[Referring expression pointing data]
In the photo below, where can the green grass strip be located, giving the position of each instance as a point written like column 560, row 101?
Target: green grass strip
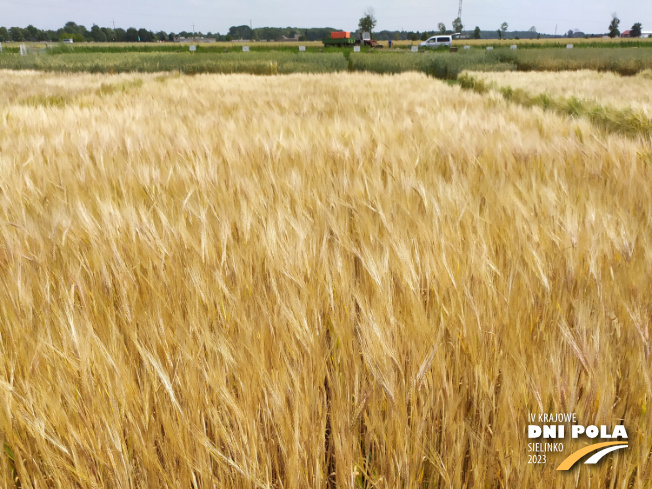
column 627, row 121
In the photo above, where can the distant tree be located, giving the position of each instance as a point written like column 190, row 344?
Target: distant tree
column 457, row 25
column 145, row 36
column 16, row 34
column 368, row 21
column 97, row 35
column 613, row 26
column 109, row 33
column 120, row 35
column 71, row 27
column 132, row 35
column 31, row 33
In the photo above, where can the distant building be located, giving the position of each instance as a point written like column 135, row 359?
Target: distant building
column 288, row 39
column 644, row 34
column 194, row 40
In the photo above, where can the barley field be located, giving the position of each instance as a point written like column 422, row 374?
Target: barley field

_What you will do_
Locate "In the photo above, where can the distant building" in the data above. Then repeat, exactly, its line and each line after it through the last, adding nothing.

_Output below_
In the photo above, where can the distant building be located, giving the position of each instance as a point written like column 135, row 359?
Target: distant building
column 288, row 39
column 644, row 34
column 194, row 40
In the photo above, where can the barley field be located, giving the position of each instance as a point written like column 422, row 374?
Target: barley field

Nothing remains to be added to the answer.